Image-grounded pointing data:
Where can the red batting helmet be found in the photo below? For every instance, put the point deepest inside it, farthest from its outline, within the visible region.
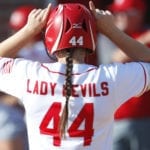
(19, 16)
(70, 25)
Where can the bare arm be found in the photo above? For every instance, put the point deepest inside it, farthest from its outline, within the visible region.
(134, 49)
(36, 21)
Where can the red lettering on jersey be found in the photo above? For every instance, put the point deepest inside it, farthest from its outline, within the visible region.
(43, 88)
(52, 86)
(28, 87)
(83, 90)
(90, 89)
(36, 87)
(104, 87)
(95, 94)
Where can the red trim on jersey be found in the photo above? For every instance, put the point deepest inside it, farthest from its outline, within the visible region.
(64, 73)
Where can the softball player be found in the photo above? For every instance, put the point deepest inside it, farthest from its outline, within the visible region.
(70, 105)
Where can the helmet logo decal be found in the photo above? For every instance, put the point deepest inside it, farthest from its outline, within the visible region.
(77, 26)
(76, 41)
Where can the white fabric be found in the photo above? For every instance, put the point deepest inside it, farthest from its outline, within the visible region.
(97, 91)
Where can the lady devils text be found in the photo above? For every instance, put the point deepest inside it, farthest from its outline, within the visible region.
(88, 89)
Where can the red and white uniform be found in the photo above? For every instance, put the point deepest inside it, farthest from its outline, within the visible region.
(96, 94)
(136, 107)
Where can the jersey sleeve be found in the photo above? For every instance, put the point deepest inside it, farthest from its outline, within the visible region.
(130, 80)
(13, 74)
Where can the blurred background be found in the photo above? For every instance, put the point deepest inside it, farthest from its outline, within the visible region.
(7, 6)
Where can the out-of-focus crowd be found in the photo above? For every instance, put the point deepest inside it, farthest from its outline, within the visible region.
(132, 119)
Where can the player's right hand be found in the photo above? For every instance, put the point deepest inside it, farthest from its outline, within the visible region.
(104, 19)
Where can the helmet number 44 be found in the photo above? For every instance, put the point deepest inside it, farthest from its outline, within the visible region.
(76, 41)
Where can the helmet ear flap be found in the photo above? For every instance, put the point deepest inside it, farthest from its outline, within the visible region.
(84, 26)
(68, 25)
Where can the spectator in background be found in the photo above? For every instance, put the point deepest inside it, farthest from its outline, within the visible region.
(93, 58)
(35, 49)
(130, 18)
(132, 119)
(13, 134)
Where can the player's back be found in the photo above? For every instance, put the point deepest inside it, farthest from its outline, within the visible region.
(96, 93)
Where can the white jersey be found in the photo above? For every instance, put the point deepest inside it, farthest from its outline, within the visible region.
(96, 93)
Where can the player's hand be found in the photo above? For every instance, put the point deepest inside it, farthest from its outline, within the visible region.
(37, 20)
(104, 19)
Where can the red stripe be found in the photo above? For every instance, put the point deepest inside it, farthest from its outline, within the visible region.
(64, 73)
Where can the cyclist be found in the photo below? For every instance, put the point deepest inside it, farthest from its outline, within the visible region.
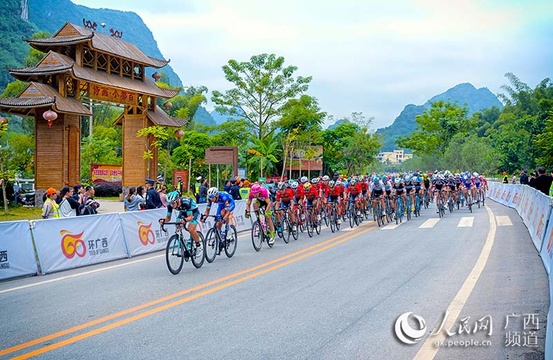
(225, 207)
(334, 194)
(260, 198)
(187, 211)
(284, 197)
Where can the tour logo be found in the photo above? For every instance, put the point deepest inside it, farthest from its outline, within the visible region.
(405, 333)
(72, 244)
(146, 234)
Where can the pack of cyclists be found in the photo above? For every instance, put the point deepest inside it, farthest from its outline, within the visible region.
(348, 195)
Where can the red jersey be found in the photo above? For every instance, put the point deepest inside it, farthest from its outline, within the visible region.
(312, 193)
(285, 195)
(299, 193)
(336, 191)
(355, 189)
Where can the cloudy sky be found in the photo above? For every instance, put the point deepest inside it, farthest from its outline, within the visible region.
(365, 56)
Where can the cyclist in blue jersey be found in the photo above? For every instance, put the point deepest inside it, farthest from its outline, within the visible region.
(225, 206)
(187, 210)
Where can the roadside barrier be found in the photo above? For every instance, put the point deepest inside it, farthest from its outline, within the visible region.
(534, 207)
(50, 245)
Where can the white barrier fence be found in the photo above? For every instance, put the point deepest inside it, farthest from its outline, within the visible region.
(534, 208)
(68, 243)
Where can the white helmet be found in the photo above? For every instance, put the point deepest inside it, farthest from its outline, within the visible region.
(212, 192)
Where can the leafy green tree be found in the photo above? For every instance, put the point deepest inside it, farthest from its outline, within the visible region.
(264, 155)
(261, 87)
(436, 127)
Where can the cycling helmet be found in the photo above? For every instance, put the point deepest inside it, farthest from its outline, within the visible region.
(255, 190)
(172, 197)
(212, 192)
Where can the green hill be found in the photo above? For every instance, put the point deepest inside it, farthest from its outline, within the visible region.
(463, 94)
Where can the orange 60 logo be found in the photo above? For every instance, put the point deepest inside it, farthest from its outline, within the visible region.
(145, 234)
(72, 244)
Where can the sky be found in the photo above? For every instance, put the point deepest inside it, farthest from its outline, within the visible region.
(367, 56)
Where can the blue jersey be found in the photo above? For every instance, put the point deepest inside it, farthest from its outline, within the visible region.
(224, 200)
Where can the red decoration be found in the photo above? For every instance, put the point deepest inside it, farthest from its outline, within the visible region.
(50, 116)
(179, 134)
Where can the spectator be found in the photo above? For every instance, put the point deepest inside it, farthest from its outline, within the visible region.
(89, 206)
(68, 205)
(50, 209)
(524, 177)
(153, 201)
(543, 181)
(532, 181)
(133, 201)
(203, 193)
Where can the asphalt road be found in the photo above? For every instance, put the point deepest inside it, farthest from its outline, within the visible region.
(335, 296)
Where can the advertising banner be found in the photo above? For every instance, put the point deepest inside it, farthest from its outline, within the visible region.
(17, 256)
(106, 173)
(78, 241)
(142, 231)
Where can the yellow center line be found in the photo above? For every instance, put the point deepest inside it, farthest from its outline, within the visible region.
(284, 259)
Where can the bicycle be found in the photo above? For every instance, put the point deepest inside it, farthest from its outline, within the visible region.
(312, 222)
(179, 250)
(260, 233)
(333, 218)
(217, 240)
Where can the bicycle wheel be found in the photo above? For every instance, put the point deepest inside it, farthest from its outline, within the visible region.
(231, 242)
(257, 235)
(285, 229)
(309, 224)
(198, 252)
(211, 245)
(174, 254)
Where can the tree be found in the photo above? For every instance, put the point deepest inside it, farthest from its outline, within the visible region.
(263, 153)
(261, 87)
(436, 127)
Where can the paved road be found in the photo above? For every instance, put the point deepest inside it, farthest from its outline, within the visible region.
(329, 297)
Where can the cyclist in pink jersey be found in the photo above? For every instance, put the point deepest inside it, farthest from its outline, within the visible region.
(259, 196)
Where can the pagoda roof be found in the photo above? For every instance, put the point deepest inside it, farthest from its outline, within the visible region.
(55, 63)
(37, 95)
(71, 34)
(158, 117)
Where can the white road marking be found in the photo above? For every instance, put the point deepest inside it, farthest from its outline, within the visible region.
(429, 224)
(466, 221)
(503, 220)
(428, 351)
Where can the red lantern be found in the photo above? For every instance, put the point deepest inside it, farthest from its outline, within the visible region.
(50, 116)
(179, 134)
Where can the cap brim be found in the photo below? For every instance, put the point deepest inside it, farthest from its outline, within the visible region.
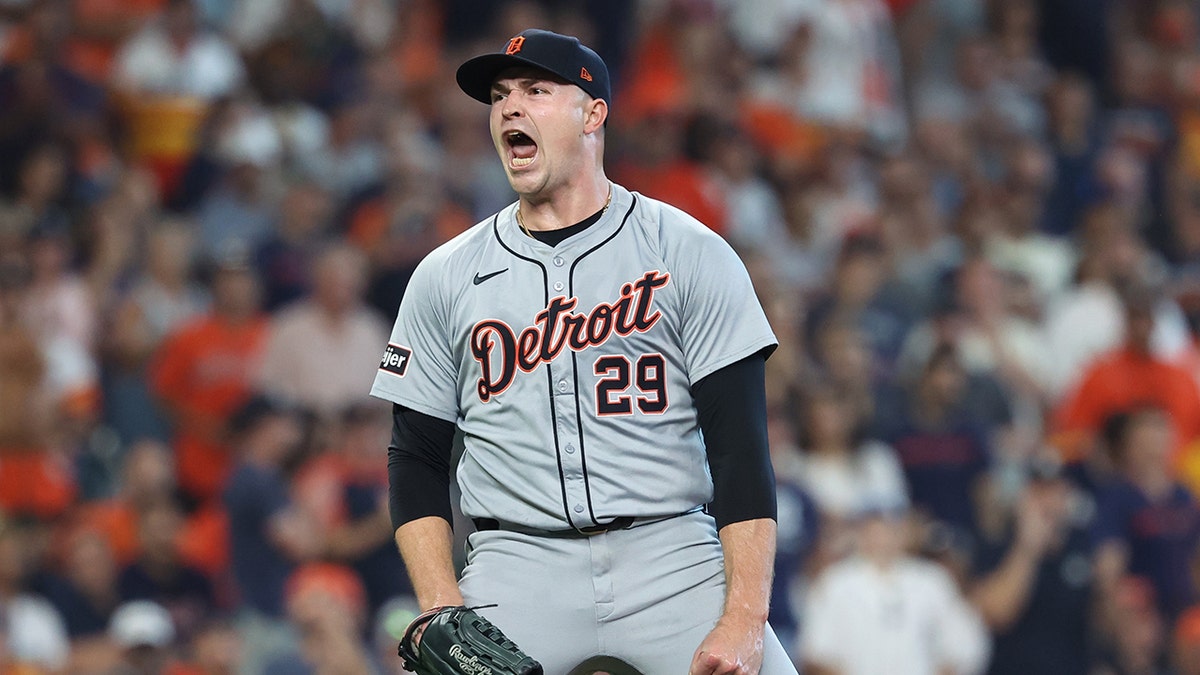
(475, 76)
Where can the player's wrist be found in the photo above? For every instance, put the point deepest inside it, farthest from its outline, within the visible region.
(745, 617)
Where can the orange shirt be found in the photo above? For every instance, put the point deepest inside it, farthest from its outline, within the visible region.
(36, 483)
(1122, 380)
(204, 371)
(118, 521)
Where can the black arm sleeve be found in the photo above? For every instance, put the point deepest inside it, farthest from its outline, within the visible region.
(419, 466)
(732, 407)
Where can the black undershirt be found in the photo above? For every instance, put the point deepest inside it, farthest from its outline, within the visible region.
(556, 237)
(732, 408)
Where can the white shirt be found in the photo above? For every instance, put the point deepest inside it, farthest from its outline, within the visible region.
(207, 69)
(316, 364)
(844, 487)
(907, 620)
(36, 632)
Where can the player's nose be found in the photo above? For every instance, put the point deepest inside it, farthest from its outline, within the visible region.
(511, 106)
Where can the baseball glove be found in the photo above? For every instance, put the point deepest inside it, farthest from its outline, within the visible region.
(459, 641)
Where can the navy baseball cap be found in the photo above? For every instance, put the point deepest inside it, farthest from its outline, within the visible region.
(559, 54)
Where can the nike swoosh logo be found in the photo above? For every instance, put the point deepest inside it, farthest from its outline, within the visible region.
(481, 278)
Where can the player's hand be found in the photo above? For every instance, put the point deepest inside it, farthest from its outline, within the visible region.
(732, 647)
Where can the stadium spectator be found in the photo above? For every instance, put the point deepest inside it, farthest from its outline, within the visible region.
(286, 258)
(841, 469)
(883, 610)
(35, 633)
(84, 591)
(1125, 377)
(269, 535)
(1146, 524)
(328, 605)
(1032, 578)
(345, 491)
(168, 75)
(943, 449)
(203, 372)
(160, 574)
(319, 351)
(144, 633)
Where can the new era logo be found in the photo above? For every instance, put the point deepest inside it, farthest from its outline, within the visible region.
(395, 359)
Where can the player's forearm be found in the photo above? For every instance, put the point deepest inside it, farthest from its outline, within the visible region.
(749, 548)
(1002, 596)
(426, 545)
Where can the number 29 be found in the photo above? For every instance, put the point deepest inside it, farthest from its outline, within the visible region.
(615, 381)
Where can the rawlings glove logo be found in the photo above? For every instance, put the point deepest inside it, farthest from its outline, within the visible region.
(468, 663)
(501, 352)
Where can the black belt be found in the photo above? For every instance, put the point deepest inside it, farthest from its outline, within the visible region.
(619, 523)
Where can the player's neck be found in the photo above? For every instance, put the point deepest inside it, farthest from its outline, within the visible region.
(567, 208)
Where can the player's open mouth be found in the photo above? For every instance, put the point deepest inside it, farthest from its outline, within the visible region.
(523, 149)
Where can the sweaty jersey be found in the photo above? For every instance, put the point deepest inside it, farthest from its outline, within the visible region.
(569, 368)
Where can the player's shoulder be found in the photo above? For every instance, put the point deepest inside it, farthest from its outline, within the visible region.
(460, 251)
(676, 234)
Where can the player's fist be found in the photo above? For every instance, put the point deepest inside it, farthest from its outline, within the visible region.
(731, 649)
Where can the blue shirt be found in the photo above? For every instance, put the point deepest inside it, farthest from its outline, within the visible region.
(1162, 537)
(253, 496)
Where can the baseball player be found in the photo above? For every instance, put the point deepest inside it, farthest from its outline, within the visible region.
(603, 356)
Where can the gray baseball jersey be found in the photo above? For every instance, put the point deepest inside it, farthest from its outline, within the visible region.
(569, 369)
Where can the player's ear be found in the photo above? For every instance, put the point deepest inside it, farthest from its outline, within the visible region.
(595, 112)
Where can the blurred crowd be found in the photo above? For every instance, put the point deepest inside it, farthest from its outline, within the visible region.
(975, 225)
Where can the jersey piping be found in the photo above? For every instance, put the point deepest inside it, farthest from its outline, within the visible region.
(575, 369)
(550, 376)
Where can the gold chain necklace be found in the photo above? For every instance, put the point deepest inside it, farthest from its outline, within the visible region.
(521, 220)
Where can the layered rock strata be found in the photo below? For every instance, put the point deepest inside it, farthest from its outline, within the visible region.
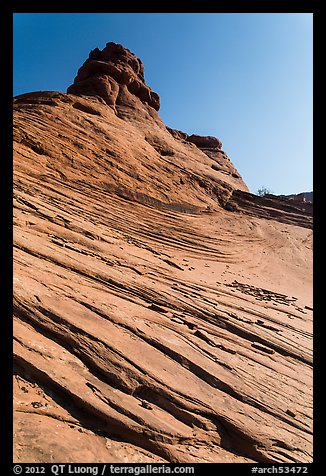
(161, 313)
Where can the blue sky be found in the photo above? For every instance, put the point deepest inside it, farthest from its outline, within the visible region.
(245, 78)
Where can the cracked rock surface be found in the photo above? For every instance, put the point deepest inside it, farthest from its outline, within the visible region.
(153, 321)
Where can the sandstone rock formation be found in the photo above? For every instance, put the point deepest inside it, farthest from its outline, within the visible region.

# [REQUIRED ACTION]
Your task is to set down exactly the lines that run from the line holding "Where can the jersey piping" through the close of the entries, including both ends. Pictures stay out.

# [COMPLETED EXERCISE]
Where can the jersey piping be found in the photo above? For every instance, put the point deepest inside it, farthest from its outline, within the visible region.
(575, 369)
(550, 376)
Where can the gold chain necklace be found in the photo above? For every instance, put the point deepest inside it, farthest from its outline, within the visible region.
(521, 220)
Where can the layered rock strata be found in the photo below? For every instance, put the point deepest inside it, farthest from its outline, within the visible region.
(161, 313)
Where can the blue sky be found in the photo above? For every instance, put the point deepest inside it, farthest from its outline, within the visible region.
(245, 78)
Where can the cracked rock surface be found in the photo above? For every instance, put the point deepest inside it, farthest from its outline, within the visible region.
(153, 321)
Where can the sandstone rock formation be found in the photo above? For every instance, put the point deepest inside it, farthest from its outline, within the visible region.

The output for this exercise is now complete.